[WORK TASK] Your output should be the entries below, from the first line up to and including the line with "pixel 220 38", reproduced exactly and with no other lines.

[INFORMATION SUPPLIED]
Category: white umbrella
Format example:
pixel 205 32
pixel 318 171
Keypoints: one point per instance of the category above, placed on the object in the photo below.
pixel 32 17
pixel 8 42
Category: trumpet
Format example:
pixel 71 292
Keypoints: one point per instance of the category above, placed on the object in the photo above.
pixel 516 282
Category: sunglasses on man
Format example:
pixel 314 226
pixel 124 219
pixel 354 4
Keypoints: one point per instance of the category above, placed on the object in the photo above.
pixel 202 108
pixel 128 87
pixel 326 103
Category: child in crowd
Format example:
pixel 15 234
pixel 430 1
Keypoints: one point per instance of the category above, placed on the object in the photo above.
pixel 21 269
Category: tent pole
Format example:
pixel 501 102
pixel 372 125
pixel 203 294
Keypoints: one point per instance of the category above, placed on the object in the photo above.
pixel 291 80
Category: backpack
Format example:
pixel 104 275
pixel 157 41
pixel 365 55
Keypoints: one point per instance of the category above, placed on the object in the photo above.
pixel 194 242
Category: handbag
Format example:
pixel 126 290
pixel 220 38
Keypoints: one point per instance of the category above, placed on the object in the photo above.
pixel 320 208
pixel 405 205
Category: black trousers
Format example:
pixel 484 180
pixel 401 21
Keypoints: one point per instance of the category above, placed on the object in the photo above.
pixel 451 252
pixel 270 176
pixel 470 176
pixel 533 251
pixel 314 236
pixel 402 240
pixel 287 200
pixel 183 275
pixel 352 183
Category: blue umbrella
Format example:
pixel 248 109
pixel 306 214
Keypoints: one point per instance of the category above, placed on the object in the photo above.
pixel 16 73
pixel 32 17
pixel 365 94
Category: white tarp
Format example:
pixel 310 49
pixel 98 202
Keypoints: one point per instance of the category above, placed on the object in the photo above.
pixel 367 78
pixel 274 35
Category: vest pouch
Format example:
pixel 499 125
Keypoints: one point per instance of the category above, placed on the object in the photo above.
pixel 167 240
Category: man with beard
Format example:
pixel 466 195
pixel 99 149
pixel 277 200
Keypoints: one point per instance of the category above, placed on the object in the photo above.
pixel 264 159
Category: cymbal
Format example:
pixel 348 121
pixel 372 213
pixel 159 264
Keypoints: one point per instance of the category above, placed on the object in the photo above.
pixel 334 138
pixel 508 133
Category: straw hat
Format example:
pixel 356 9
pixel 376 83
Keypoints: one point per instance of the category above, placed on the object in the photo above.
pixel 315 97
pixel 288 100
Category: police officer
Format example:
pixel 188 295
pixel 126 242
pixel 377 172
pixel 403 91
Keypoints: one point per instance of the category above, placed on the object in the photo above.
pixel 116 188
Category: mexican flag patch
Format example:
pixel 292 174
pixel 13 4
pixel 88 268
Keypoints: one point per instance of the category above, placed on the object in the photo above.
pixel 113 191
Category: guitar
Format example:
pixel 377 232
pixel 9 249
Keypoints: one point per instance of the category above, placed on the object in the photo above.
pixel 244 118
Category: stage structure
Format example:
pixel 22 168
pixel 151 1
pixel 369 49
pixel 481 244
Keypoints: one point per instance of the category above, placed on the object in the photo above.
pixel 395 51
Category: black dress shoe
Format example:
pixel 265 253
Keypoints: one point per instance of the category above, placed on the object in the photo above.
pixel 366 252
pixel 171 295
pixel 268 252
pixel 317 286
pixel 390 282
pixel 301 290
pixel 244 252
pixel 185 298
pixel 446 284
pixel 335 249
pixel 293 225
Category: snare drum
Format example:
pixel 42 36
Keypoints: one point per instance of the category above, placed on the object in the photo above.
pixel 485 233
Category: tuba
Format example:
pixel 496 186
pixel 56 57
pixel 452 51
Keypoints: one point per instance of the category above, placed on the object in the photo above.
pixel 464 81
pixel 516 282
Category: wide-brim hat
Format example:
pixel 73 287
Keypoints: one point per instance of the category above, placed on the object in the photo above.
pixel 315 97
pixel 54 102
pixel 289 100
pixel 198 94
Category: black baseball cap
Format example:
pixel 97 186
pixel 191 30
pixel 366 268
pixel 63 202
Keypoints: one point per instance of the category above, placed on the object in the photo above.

[RESPONSE]
Category: white umbrella
Format example:
pixel 205 32
pixel 318 171
Keypoints: one point per instance of the category above, placed on the object in the photo below.
pixel 32 17
pixel 8 42
Category: trumpet
Format example:
pixel 71 292
Keypoints: one point per instance of the category above, placed on the object in the photo above.
pixel 516 282
Category: sunglasses on man
Format example:
pixel 314 226
pixel 124 219
pixel 354 4
Keypoints: one point per instance of the category above, placed on the object in the photo above.
pixel 202 108
pixel 128 87
pixel 326 103
Category: child in crowd
Format example:
pixel 15 234
pixel 430 1
Keypoints: one point per instance of the category above, placed on the object in the photo above.
pixel 21 269
Category: tent pole
Format example:
pixel 501 102
pixel 372 125
pixel 203 294
Keypoints: one point per instance of the category above, placed on the object in the photo above.
pixel 291 80
Category: backpack
Format example:
pixel 104 275
pixel 157 41
pixel 365 55
Keypoints: one point per instance of the category above, placed on the object in the photo above.
pixel 194 242
Category: handbag
Format example:
pixel 126 290
pixel 220 38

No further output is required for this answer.